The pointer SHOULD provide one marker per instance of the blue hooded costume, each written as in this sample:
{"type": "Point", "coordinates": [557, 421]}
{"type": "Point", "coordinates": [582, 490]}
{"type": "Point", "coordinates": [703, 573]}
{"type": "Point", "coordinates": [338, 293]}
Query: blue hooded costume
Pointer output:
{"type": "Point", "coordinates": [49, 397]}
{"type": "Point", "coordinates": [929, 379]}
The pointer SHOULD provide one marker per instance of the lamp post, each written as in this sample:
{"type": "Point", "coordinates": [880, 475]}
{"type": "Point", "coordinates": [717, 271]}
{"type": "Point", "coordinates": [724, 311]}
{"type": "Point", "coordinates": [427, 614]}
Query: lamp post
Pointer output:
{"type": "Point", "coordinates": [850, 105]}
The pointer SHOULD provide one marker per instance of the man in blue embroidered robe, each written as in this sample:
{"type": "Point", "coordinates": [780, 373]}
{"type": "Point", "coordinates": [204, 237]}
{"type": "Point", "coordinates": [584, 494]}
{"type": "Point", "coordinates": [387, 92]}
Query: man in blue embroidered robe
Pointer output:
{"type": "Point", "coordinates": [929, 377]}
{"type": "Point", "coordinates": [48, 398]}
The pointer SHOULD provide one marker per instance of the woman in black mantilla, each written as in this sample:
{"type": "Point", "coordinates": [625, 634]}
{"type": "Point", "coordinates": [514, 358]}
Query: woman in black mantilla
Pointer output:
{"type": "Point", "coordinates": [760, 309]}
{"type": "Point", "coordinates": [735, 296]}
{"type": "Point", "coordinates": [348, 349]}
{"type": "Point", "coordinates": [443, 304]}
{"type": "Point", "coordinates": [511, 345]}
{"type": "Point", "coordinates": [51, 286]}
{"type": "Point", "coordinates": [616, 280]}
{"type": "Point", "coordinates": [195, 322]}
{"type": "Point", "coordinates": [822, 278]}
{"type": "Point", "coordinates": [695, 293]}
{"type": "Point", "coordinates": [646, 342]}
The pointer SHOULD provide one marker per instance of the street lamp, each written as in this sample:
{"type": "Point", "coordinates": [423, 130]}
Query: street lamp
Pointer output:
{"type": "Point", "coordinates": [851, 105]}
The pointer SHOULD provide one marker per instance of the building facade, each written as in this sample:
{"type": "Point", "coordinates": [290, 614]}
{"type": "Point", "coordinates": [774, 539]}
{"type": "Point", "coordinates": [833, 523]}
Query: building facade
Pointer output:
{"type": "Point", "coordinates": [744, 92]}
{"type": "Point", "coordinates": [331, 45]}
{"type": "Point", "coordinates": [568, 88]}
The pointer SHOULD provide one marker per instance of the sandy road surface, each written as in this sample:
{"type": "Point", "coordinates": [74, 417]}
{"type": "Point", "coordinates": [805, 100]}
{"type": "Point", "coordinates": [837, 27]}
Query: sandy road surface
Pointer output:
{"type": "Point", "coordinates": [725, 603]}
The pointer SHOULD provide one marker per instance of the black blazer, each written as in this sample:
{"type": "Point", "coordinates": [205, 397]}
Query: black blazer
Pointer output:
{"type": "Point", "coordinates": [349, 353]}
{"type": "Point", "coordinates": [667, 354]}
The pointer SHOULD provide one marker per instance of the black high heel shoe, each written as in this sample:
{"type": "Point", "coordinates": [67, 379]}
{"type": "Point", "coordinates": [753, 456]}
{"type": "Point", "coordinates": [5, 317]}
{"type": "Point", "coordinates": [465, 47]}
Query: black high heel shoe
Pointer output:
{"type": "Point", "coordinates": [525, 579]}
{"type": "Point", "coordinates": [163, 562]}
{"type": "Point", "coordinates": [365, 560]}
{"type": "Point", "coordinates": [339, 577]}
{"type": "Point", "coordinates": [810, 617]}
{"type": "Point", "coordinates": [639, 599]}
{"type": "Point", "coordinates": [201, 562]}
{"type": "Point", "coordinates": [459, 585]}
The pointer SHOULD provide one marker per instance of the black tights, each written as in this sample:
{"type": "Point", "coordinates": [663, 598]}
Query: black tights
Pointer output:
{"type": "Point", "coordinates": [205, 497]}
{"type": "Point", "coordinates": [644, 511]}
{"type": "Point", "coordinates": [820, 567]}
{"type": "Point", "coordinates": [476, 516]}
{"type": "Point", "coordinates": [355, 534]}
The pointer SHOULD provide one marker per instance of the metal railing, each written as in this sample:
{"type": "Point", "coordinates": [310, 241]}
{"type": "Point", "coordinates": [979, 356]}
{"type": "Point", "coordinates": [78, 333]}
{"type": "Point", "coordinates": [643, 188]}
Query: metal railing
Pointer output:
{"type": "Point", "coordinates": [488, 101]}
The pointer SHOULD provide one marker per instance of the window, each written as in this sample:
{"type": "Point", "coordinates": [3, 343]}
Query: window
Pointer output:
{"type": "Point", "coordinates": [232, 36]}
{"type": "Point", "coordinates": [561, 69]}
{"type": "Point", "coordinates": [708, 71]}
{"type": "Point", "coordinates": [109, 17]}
════════════════
Set down the material above again, word for word.

__Written answer__:
The pointer SHOULD provide one marker per instance of the blue hooded costume, each written as in this sample:
{"type": "Point", "coordinates": [557, 421]}
{"type": "Point", "coordinates": [582, 490]}
{"type": "Point", "coordinates": [703, 573]}
{"type": "Point", "coordinates": [338, 293]}
Query: blue hooded costume
Pointer output:
{"type": "Point", "coordinates": [49, 397]}
{"type": "Point", "coordinates": [929, 379]}
The pointer SHOULD provide one marker per instance of the lamp post, each written as in this sample:
{"type": "Point", "coordinates": [880, 475]}
{"type": "Point", "coordinates": [717, 271]}
{"type": "Point", "coordinates": [724, 311]}
{"type": "Point", "coordinates": [427, 614]}
Query: lamp post
Pointer output:
{"type": "Point", "coordinates": [850, 105]}
The pointer SHOULD provide one marker per instance of the man in blue embroidered robe, each written as in this sample:
{"type": "Point", "coordinates": [780, 373]}
{"type": "Point", "coordinates": [204, 237]}
{"type": "Point", "coordinates": [584, 494]}
{"type": "Point", "coordinates": [387, 92]}
Query: man in blue embroidered robe
Pointer output:
{"type": "Point", "coordinates": [929, 377]}
{"type": "Point", "coordinates": [48, 398]}
The pointer SHOULD provide one marker per instance of the woman in black mantilla, each written as in this sample:
{"type": "Point", "coordinates": [625, 634]}
{"type": "Point", "coordinates": [514, 358]}
Query: woman in black mantilla
Pointer output:
{"type": "Point", "coordinates": [760, 309]}
{"type": "Point", "coordinates": [735, 296]}
{"type": "Point", "coordinates": [348, 349]}
{"type": "Point", "coordinates": [443, 304]}
{"type": "Point", "coordinates": [511, 345]}
{"type": "Point", "coordinates": [51, 286]}
{"type": "Point", "coordinates": [616, 280]}
{"type": "Point", "coordinates": [195, 322]}
{"type": "Point", "coordinates": [822, 278]}
{"type": "Point", "coordinates": [695, 293]}
{"type": "Point", "coordinates": [646, 342]}
The pointer SHOULD provide one marker per instance of the street lamp, each written as in this sample:
{"type": "Point", "coordinates": [423, 130]}
Query: street lamp
Pointer output:
{"type": "Point", "coordinates": [851, 105]}
The pointer SHOULD provide one marker per instance of the building facade, each written as in this sample:
{"type": "Point", "coordinates": [290, 614]}
{"type": "Point", "coordinates": [774, 539]}
{"type": "Point", "coordinates": [833, 523]}
Query: building facade
Pointer output:
{"type": "Point", "coordinates": [744, 92]}
{"type": "Point", "coordinates": [331, 45]}
{"type": "Point", "coordinates": [568, 88]}
The pointer SHOULD provide one marker per instance of the sandy road surface, each written as in this sample:
{"type": "Point", "coordinates": [74, 417]}
{"type": "Point", "coordinates": [805, 100]}
{"type": "Point", "coordinates": [837, 27]}
Query: sandy road surface
Pointer output:
{"type": "Point", "coordinates": [725, 603]}
The pointer SHOULD provide one marker per instance of the black blazer, each written as in this sample:
{"type": "Point", "coordinates": [205, 397]}
Query: black blazer
Pointer output:
{"type": "Point", "coordinates": [349, 353]}
{"type": "Point", "coordinates": [667, 354]}
The pointer SHOULD provide one marker per instance of the black high heel shoe, each written as in this sample:
{"type": "Point", "coordinates": [67, 379]}
{"type": "Point", "coordinates": [753, 456]}
{"type": "Point", "coordinates": [5, 317]}
{"type": "Point", "coordinates": [465, 47]}
Query: black high heel shoe
Pointer output:
{"type": "Point", "coordinates": [525, 579]}
{"type": "Point", "coordinates": [163, 562]}
{"type": "Point", "coordinates": [365, 560]}
{"type": "Point", "coordinates": [339, 577]}
{"type": "Point", "coordinates": [810, 617]}
{"type": "Point", "coordinates": [639, 599]}
{"type": "Point", "coordinates": [201, 562]}
{"type": "Point", "coordinates": [459, 585]}
The pointer SHOULD provide one marker per instance of the black tights, each written as in this sample:
{"type": "Point", "coordinates": [663, 598]}
Query: black tights
Pointer output:
{"type": "Point", "coordinates": [205, 497]}
{"type": "Point", "coordinates": [644, 511]}
{"type": "Point", "coordinates": [820, 567]}
{"type": "Point", "coordinates": [476, 516]}
{"type": "Point", "coordinates": [355, 534]}
The pointer SHOULD provide one marker per instance of the metal railing, each written as in this sample:
{"type": "Point", "coordinates": [310, 241]}
{"type": "Point", "coordinates": [979, 356]}
{"type": "Point", "coordinates": [78, 333]}
{"type": "Point", "coordinates": [643, 188]}
Query: metal railing
Pointer output:
{"type": "Point", "coordinates": [488, 101]}
The pointer SHOULD provide one marker per instance of the window, each written as in this sample:
{"type": "Point", "coordinates": [3, 343]}
Query: window
Pointer output:
{"type": "Point", "coordinates": [232, 36]}
{"type": "Point", "coordinates": [561, 69]}
{"type": "Point", "coordinates": [708, 71]}
{"type": "Point", "coordinates": [109, 17]}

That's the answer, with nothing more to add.